== Text passage ==
Tuesday, June 12, 2012

Even Armpits Get Old

I realize that with age some things change. I also know that at 46 I am not old, there are many who would say that I am in great shape. Genetics do play a big part and in my family I am truly blessed. My grandmother didn't go gray until she was in her 60's and my mom is the same way. I have no gray hair and I know many in their 20 and 30's who already struggle with it including my wonderful husband. That being said things do change and I know it is different for everyone but once I hit 40 I could tell that I was no longer looking young. I expect and accept the fact that my energy isn't what it used to be and my metabolism has slowed way down. I can no longer eat whatever I want and not struggle with weight, I must exercise :(  I see the fine lines and have the red rough cheeks, my neck has lost a lot of elasticity and will continue to do so ( I can appreciate why people get face lifts, and professional dermatologist procedures. If I were wealthy I would get a boob lift...honestly, I hate saggy breasts. I take most of this with a grain of salt and I know I look younger than my 46 years, again thanks to genetics. The one thing I was not expecting and was not informed of was the fact that my armpits look old. I don't know how else to say it, they have lost their firm skin, are not smooth and have a discolored hue. When I was 16 or even 23 I don't remember shaving my armpits and thinking how nice they looked but I can tell you now I wish I had, maybe I would have appreciated it. I don't think I will convince any teenage girls I know to enjoy their armpits while they can, wear all those cute tank tops and wave to your hearts content for in 30 plus years they will be discolored and unattractive. Lets face it, if I say that I will be marked as crazy, probably the "crazy old lady" even. So I guess I will just resign myself to being 46 and not looking young but not looking old either, after all there are a lot of advantages to growing up and old, but that is a different blog topic.

(Natural-language object grounding data)

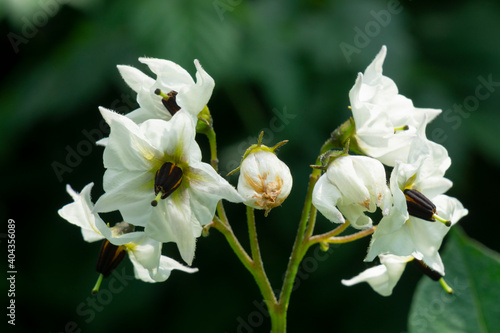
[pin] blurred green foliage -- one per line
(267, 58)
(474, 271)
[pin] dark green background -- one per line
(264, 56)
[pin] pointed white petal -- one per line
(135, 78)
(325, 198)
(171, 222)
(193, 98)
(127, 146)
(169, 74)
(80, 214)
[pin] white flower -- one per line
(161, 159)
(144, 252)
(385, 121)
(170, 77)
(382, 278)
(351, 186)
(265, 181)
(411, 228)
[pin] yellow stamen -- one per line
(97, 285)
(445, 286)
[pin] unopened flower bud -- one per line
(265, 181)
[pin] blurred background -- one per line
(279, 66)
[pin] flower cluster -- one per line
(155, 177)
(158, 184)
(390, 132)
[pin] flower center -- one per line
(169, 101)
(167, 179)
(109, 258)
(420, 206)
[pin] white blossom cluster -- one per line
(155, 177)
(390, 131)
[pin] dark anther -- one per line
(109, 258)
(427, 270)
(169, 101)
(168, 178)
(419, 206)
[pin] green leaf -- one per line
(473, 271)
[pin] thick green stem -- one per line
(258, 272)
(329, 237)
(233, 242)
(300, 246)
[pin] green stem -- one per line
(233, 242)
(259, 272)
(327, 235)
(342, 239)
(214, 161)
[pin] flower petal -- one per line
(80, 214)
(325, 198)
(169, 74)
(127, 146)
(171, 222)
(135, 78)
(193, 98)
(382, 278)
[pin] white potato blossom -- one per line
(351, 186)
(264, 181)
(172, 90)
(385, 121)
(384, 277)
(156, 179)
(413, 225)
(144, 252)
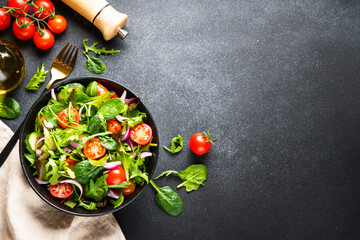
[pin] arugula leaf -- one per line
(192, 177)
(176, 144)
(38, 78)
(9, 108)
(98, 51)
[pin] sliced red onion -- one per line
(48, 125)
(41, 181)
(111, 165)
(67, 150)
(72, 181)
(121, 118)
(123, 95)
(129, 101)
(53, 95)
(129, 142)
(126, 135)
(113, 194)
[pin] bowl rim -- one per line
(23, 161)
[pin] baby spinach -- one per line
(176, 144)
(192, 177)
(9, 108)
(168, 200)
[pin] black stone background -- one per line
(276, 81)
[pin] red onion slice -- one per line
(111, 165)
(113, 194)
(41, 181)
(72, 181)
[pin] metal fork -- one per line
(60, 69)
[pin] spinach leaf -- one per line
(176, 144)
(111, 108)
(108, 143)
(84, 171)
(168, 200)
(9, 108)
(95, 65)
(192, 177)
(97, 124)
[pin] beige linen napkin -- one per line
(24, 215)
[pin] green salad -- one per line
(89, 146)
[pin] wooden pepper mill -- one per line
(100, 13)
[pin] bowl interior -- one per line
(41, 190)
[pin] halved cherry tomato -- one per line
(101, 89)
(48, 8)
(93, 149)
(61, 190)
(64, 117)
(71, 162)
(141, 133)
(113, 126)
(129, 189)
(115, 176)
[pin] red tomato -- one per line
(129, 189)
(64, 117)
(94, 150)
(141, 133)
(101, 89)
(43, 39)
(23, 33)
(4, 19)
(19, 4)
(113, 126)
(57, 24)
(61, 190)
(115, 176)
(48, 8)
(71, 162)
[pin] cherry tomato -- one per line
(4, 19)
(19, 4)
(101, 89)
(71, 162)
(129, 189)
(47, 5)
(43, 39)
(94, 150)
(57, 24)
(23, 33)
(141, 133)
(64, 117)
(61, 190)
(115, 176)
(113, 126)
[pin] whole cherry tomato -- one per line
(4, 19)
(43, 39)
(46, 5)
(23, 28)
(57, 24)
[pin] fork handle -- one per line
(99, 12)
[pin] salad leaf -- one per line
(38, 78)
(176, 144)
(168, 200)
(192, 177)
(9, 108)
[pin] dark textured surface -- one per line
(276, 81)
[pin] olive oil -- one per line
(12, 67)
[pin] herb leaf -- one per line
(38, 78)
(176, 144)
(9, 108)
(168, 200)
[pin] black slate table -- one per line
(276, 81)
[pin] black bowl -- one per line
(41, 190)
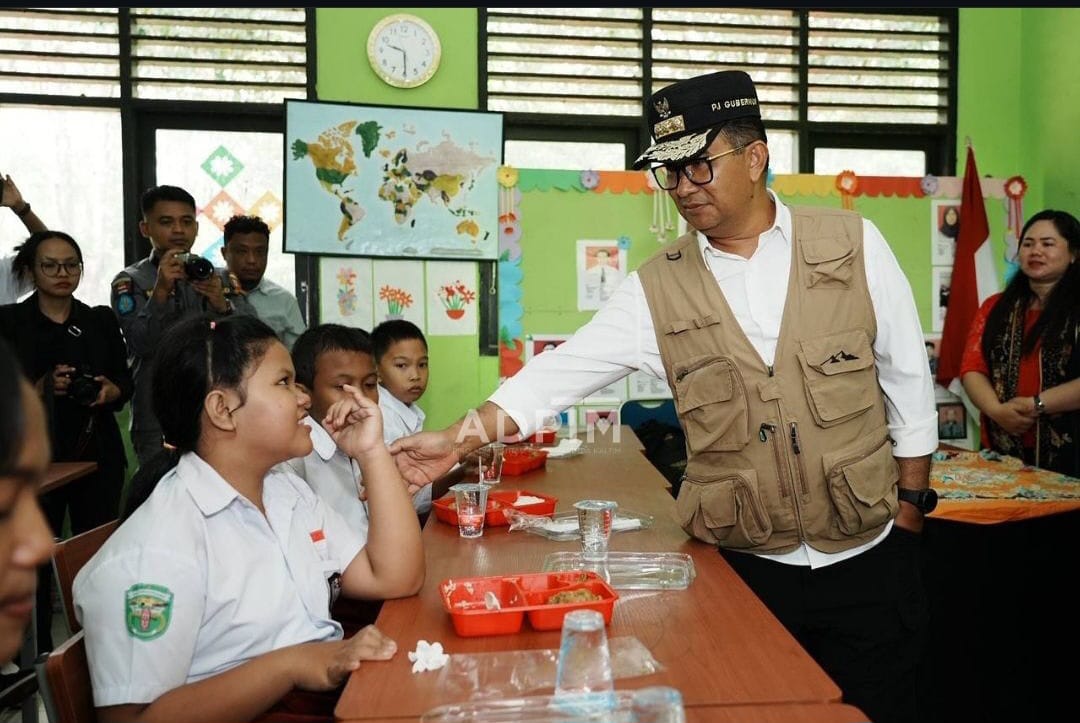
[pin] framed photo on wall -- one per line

== Assigned task 1 ==
In the blog post on aging armpits, at what age did the writer's grandmother go gray?
== Assigned task 2 ==
Extend the blog post on aging armpits with a next passage that begins after its final sentence.

== Exercise answer 1 ==
In her 60s.

== Exercise answer 2 ==
2 comments:

Tamara said...

Oh Girly, and it's just beginning! I used to think my body was my friend, then it developed a mind of its own and (thanks to the 'gravity' of the situation) goes where it pleases! I tried to embrace menopause - forget it! It is all out WAR! I tried to call them 'power surges' but no, they are my personal tropical ecological zones that come without warning. I want to strip my clothes off, run naked through the isles of WalMart but I am afraid someone would scream, "It's endangered... throw it back... throw it back!" Just sayin...

Unknown said...

I know Tamara I just don't think youth can truly appreciate it while they have it. I am sure there is a reason but I find it sad.